----- Provided data

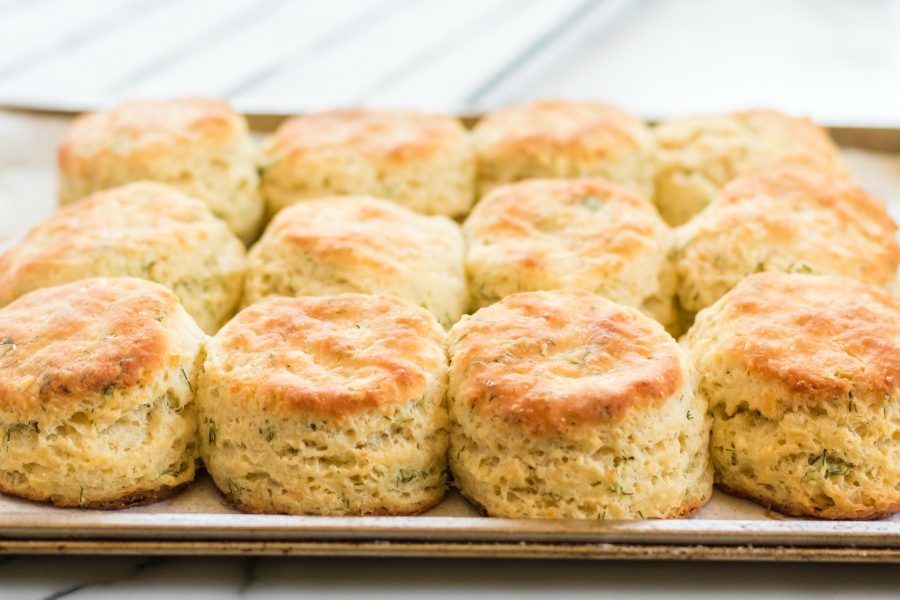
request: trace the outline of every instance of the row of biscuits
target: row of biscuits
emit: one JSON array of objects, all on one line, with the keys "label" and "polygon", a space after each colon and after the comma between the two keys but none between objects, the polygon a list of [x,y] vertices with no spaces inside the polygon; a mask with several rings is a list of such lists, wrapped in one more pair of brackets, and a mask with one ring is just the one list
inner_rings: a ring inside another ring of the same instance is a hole
[{"label": "row of biscuits", "polygon": [[807,119],[757,110],[651,128],[612,106],[562,101],[490,113],[471,133],[456,118],[416,111],[312,113],[284,122],[261,150],[223,102],[129,102],[76,119],[58,164],[61,204],[159,181],[204,200],[245,243],[266,213],[333,195],[457,218],[507,183],[601,177],[652,200],[674,226],[743,175],[791,168],[847,177],[827,133]]},{"label": "row of biscuits", "polygon": [[752,275],[679,346],[633,308],[522,292],[449,334],[390,295],[275,297],[212,338],[164,287],[0,309],[0,491],[165,499],[202,457],[247,512],[414,514],[447,466],[491,516],[677,518],[712,483],[786,514],[900,510],[900,301]]},{"label": "row of biscuits", "polygon": [[522,291],[575,288],[639,308],[672,335],[759,271],[843,275],[893,289],[897,227],[859,186],[776,171],[726,185],[671,230],[603,179],[537,179],[490,192],[460,228],[384,199],[282,210],[246,253],[199,200],[137,182],[62,207],[0,255],[0,306],[41,287],[131,276],[174,291],[213,334],[269,296],[393,294],[449,328]]}]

----------

> [Required work]
Could you print all of the entries above exactly as written, minus the pictures?

> [Response area]
request: trace the outline of every instance of the row of biscuits
target: row of biscuits
emit: one JSON array of objects, all on one line, with the keys "label" and "polygon", a space after each colon and after the comma between the two keys but none between objects, the polygon a list of [x,y] vertices with no spaces inside the polygon; a mask with several rings is a list of such lists, wrapped in one more pair of brackets, and a mask with one ring is just the one list
inner_rings: a ring inside another ring of the same instance is a hole
[{"label": "row of biscuits", "polygon": [[807,119],[757,110],[651,128],[612,106],[562,101],[490,113],[471,133],[456,118],[416,111],[312,113],[284,122],[261,150],[223,102],[129,102],[76,119],[58,164],[61,204],[159,181],[204,200],[245,243],[266,213],[333,195],[457,218],[507,183],[601,177],[652,200],[674,226],[743,175],[791,168],[847,177],[827,133]]},{"label": "row of biscuits", "polygon": [[752,275],[679,346],[633,308],[522,292],[449,334],[390,295],[275,297],[212,338],[164,287],[0,309],[0,491],[165,499],[202,457],[247,512],[414,514],[447,466],[491,516],[677,518],[712,483],[786,514],[900,510],[900,301]]},{"label": "row of biscuits", "polygon": [[522,291],[575,288],[639,308],[672,335],[759,271],[843,275],[893,289],[897,227],[859,186],[776,171],[726,185],[671,230],[603,179],[537,179],[490,192],[460,228],[384,199],[282,210],[246,253],[199,200],[137,182],[62,207],[0,255],[0,306],[41,287],[131,276],[174,291],[213,334],[269,296],[393,294],[449,328]]}]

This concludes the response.